GIVEN RECORDS =
** BEGIN **

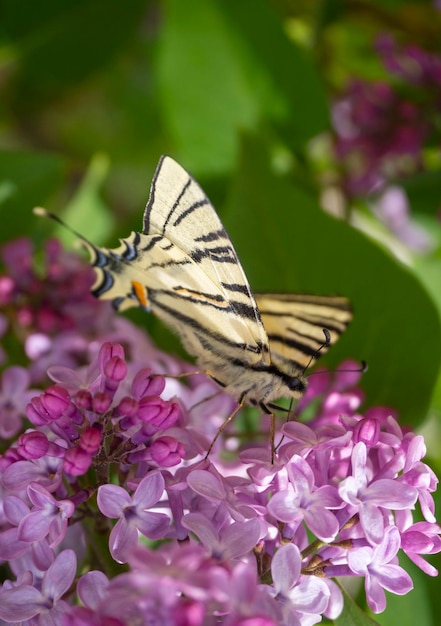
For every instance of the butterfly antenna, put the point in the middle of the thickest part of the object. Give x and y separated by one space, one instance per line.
44 213
324 345
362 369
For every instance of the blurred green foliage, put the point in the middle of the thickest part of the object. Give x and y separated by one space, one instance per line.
93 91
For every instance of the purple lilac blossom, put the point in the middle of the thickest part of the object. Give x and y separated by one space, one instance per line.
106 468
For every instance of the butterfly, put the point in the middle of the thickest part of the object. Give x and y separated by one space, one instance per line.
183 268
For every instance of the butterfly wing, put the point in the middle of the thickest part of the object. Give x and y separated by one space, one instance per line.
294 325
184 268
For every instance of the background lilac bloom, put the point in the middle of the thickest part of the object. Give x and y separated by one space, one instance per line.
25 601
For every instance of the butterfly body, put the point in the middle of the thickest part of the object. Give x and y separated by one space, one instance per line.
183 267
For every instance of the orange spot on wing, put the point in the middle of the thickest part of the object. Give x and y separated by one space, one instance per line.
140 292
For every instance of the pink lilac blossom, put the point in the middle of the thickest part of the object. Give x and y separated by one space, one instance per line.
381 131
108 471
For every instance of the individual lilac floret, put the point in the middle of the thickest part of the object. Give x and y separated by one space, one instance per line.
14 396
48 517
133 513
300 596
369 497
303 500
379 568
25 601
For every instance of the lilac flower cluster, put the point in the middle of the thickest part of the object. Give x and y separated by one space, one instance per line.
111 514
381 128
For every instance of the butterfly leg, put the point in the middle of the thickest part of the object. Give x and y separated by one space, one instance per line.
268 411
222 427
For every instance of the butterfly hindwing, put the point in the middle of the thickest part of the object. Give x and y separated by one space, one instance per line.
183 267
294 324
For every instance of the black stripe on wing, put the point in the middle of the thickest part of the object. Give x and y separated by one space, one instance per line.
202 331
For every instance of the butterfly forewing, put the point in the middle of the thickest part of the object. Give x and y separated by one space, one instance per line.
184 268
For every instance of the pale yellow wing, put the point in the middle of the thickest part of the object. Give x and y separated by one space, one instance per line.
294 326
183 267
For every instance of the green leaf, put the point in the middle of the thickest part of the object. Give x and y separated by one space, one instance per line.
352 614
86 212
27 179
220 72
287 243
411 608
61 43
294 74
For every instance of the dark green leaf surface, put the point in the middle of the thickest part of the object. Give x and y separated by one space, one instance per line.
287 243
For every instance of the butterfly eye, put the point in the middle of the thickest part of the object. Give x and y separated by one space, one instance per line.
296 384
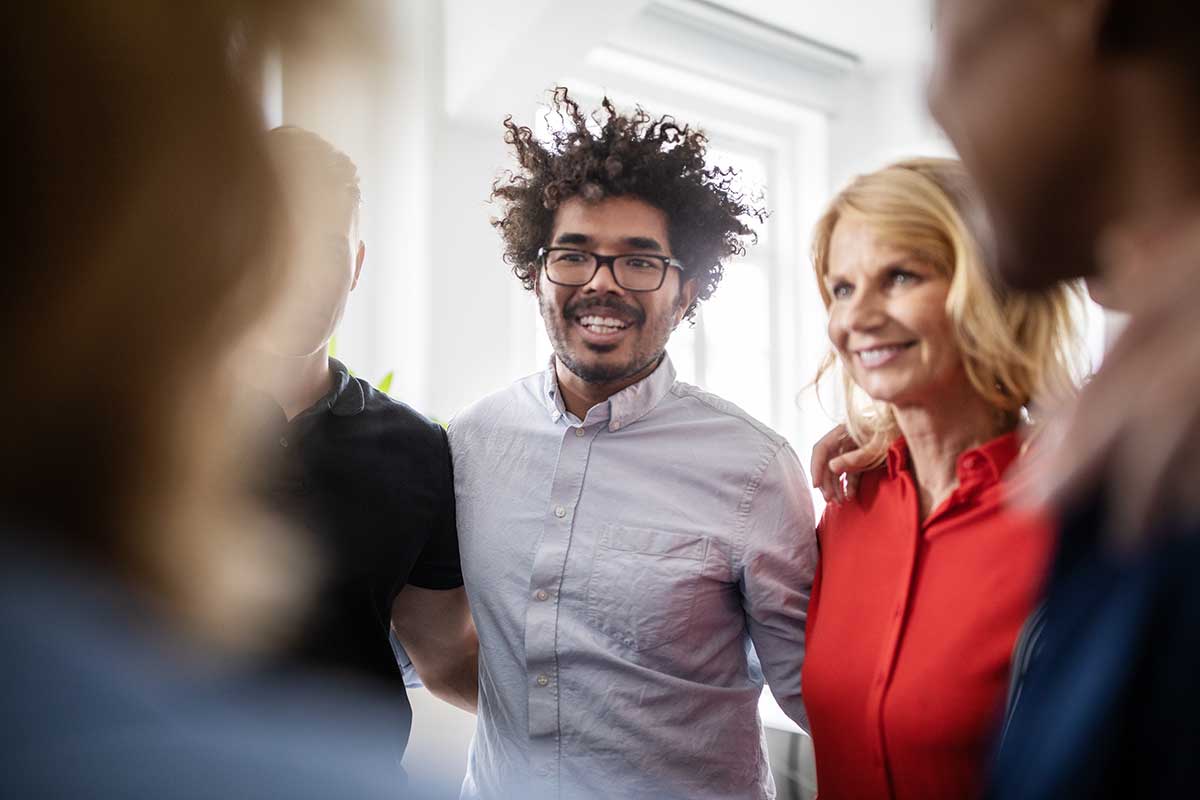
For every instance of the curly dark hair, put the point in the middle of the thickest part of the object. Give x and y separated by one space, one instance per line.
654 160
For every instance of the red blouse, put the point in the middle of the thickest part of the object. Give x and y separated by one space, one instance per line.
911 627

** END **

OBJECTIVE =
Reproduce the listing above verbatim, starting with the line containing "For every instance of the dark" and going on through the final line of the listing, both ends included. Omit the pictures from your copy.

TASK RESPONSE =
For every instance of the dark green leaf surface, put the point in the middle of the thickest part of the object. Give x and y separated by one space, one instance per line.
287 243
For every instance of the butterfly eye, put the point in the middle of the thickest part of the object. Give x and y separated by one space, one instance per line.
296 384
For every instance of the curly dark hair, put the point in the middle of the thickest part of the object. Give x and y separated by one space, one instance per line.
654 160
For every instance of the red blouse, put the point in the middle of the thickest part of the object. Give x and y separated by one space, one instance per line.
911 627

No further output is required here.